Stated goal: Please rewrite the records in the stretch from the line containing "Target: hand on camera" through the end of the records as a two-column CSV with the columns input and output. Put each input and its output on one row, quote every field, and replace line breaks with spaces.

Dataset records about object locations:
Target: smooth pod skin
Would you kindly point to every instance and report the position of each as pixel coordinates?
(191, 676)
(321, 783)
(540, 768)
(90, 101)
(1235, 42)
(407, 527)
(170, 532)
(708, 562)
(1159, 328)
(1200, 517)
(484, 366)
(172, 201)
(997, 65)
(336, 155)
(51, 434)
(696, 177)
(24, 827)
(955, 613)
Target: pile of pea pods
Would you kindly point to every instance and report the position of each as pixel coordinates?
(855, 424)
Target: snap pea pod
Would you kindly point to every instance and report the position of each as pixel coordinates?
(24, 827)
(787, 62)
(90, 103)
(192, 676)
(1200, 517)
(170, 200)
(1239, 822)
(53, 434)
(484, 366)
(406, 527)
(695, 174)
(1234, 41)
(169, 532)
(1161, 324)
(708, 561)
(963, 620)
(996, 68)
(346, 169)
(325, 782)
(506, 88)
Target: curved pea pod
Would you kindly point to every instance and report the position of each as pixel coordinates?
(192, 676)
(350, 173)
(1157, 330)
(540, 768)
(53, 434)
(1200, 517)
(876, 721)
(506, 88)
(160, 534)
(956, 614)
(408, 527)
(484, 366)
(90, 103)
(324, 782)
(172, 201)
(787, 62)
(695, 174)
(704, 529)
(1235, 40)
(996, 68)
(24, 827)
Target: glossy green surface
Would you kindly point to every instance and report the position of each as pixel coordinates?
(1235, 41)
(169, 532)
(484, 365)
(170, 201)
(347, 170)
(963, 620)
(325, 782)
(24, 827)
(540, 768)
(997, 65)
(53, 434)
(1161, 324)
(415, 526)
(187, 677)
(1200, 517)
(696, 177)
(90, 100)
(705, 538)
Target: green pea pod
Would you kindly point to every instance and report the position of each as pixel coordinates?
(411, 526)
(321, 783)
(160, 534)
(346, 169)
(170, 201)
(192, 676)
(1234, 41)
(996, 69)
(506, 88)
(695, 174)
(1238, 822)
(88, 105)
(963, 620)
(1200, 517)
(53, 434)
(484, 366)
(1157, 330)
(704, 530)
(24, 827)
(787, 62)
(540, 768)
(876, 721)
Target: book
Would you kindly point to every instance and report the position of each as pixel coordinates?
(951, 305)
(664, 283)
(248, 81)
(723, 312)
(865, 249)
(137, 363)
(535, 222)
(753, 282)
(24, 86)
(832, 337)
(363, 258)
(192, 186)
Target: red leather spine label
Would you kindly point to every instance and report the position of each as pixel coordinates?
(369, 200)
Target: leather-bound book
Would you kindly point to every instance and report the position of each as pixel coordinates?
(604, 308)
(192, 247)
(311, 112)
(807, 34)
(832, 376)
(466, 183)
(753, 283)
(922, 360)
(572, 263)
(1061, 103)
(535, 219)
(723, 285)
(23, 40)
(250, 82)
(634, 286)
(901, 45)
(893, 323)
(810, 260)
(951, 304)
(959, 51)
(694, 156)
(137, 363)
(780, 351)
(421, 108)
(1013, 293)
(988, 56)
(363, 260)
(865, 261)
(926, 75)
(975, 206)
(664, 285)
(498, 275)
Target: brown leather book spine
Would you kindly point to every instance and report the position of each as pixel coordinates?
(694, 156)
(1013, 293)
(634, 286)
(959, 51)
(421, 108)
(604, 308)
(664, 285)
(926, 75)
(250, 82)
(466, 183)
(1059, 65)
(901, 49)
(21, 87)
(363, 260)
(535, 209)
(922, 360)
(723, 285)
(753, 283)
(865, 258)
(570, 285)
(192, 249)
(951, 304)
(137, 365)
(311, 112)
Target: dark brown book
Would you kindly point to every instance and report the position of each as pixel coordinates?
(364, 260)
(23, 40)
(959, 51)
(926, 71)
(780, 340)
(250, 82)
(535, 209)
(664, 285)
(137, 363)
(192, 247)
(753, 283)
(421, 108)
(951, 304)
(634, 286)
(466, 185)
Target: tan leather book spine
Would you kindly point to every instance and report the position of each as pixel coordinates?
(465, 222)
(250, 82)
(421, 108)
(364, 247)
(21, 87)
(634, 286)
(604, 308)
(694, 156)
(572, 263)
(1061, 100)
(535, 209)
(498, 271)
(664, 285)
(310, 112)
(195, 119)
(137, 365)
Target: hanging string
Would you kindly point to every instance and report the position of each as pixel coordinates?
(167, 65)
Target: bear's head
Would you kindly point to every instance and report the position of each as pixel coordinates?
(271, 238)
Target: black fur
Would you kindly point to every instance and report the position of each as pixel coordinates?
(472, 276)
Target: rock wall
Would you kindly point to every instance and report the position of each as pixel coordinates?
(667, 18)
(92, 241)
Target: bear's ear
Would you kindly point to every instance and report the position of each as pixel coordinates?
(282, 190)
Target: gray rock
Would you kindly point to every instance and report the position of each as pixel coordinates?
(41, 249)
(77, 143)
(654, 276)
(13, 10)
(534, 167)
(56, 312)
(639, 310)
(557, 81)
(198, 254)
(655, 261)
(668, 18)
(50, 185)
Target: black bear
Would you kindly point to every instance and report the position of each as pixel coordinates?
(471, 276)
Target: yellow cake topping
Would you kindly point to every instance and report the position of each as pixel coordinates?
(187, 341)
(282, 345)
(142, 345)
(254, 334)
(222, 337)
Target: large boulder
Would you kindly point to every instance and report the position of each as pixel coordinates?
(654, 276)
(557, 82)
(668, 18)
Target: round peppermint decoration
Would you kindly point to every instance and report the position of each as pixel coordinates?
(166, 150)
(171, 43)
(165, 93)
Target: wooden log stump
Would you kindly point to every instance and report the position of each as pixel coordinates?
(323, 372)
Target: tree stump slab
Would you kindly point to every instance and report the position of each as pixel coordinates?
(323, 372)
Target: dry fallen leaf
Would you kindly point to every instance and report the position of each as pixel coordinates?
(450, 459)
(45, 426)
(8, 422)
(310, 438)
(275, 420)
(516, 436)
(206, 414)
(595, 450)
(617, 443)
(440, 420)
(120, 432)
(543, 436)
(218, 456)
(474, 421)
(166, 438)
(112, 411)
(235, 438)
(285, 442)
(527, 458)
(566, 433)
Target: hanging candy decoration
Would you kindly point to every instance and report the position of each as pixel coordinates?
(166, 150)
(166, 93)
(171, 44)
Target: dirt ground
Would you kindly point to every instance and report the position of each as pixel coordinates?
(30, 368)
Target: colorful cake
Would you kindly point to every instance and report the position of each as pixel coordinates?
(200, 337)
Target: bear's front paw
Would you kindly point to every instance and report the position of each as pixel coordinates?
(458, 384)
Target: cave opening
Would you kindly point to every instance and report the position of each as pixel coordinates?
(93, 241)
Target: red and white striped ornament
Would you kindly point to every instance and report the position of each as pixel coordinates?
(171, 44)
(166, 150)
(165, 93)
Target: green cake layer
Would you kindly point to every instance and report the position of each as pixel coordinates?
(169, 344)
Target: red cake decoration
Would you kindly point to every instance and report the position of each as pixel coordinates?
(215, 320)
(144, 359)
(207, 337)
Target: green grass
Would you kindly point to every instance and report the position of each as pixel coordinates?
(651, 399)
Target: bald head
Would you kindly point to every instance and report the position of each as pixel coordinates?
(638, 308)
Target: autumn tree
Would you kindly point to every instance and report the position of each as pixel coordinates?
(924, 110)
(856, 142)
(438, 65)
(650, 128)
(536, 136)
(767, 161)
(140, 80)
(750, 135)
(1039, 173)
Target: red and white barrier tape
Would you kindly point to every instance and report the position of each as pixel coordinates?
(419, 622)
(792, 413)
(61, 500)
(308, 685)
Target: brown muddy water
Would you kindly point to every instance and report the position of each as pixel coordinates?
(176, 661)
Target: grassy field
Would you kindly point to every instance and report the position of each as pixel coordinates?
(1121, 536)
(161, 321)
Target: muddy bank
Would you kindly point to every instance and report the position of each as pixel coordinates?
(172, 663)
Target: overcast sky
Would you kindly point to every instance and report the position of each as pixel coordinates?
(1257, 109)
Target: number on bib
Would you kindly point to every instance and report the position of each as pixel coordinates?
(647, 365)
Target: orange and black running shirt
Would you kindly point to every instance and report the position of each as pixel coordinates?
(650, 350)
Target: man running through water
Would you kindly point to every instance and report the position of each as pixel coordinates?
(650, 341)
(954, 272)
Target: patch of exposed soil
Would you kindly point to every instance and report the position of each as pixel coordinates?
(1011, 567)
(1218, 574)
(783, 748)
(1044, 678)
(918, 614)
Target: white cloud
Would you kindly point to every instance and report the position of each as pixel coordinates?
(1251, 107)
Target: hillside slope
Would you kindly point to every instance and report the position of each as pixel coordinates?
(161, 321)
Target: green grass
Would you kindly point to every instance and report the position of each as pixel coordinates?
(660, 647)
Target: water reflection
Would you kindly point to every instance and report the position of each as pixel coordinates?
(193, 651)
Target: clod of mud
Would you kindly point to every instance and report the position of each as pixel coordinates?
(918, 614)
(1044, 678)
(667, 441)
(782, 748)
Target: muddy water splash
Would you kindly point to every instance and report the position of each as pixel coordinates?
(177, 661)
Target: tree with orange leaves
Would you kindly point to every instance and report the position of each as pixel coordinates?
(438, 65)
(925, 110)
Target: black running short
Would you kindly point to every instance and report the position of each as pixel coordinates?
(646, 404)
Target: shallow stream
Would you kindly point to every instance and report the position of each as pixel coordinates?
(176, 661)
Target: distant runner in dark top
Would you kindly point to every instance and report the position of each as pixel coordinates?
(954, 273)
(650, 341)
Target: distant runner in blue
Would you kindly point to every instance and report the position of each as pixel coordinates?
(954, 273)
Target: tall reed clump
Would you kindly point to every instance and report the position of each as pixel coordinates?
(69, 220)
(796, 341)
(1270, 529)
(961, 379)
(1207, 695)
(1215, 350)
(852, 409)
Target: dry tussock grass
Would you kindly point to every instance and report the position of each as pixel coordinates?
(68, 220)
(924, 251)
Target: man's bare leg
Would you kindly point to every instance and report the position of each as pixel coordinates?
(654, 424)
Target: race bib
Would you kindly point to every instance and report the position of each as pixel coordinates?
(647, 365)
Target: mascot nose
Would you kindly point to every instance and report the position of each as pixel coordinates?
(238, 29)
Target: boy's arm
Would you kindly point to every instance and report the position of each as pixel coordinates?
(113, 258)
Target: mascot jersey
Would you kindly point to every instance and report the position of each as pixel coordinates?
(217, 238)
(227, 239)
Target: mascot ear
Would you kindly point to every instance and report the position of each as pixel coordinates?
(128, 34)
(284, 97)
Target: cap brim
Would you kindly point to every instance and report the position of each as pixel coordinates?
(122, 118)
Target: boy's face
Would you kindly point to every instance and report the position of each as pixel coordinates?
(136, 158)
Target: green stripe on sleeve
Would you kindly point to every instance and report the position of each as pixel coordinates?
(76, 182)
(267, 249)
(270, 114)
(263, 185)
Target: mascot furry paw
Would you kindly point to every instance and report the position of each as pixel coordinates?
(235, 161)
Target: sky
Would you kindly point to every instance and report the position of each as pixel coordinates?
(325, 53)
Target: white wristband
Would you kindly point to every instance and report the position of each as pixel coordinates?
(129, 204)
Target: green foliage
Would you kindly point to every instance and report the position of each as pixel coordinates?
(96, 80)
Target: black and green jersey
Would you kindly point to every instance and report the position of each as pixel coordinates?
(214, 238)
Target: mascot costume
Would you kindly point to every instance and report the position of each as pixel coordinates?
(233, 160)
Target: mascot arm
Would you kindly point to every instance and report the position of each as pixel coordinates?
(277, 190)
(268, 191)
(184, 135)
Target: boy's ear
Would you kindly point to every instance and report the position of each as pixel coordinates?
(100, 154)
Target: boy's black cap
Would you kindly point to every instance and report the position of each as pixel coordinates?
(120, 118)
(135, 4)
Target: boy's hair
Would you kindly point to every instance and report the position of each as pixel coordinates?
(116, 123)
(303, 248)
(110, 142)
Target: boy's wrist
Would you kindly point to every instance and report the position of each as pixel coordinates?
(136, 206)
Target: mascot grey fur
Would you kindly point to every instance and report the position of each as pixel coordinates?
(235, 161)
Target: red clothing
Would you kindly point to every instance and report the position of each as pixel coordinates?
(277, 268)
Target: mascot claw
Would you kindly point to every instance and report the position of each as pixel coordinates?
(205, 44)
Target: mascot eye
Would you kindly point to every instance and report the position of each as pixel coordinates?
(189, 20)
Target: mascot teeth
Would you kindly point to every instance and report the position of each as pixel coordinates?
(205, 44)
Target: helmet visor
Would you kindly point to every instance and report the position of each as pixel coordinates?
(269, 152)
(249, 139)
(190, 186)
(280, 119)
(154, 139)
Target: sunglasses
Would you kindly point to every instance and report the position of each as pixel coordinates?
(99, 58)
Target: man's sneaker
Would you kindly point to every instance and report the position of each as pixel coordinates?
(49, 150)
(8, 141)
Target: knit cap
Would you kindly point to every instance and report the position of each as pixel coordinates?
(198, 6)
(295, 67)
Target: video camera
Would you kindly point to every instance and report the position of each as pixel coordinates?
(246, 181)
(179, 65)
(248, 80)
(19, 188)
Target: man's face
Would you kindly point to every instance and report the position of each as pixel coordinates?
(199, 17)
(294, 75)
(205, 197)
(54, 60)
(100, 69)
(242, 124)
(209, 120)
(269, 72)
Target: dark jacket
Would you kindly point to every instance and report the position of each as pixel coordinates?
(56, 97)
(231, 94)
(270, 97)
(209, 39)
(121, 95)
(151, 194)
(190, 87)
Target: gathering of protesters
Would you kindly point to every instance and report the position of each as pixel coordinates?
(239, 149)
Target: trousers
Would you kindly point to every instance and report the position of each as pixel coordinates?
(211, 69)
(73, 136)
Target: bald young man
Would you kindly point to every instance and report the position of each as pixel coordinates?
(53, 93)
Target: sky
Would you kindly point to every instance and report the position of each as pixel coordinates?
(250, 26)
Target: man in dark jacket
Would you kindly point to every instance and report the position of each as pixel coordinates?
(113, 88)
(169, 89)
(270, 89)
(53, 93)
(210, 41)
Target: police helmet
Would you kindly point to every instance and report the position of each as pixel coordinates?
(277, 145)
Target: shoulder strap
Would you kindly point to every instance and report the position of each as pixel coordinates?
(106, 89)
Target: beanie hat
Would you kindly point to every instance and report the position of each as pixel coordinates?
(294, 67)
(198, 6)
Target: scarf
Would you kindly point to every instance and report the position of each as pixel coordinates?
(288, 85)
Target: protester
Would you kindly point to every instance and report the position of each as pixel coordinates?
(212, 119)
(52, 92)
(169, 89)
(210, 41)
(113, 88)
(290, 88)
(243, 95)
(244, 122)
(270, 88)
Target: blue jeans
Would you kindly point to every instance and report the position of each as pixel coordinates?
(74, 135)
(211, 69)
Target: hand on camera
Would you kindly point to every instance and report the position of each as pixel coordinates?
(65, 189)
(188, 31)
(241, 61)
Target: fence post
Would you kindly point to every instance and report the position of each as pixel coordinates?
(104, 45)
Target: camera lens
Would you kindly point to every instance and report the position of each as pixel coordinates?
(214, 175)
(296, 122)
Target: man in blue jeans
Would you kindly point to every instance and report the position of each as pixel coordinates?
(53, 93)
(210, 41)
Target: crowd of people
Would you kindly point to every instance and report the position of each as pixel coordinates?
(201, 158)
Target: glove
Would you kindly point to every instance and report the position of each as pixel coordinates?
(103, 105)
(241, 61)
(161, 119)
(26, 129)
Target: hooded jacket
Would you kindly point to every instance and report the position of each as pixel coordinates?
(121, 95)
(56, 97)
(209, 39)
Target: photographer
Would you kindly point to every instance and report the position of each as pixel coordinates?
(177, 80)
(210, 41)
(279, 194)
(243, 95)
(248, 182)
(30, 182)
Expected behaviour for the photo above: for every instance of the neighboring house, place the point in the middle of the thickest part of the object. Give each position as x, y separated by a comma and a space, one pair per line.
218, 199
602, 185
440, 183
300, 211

Result for this task:
input,output
"Target: hand on camera Would you kindly point to every instance and report the position of each as pixel coordinates?","(65, 189) (188, 31) (241, 61)"
"Target: fence post Would you kindly point to every instance and report the position of each as pixel coordinates?","(104, 45)"
"Target: camera lens Would you kindly point to every instance and report the position of each as pixel coordinates?","(214, 175) (296, 122)"
"Target: man in blue jeans Would you kindly point to every instance and report the position of each as pixel coordinates?","(53, 93) (210, 41)"
"Target: crowd of people Would you kindly point to every instance and report the position of each as pixel coordinates?","(201, 158)"
"Target: glove Would you kindly point to every instance and report the position of each as pixel coordinates?","(103, 105) (241, 61) (161, 119) (26, 129)"
"Target: hooded jacket Would you kindly point to every instance and report the position of each as pixel coordinates?","(121, 95) (56, 97) (209, 39)"
"Target: photographer Would you kindly point to every instance and report the position of each as pixel coordinates?","(177, 80) (210, 41) (279, 194) (243, 95) (248, 182) (30, 182)"
"Expected behaviour for the photo above: for every instance of the neighboring house, place the point in the middle of the thickest part of the object. Give each position as x, y separated by a comma and a space, one pair per line.","218, 199 602, 185 440, 183 300, 211"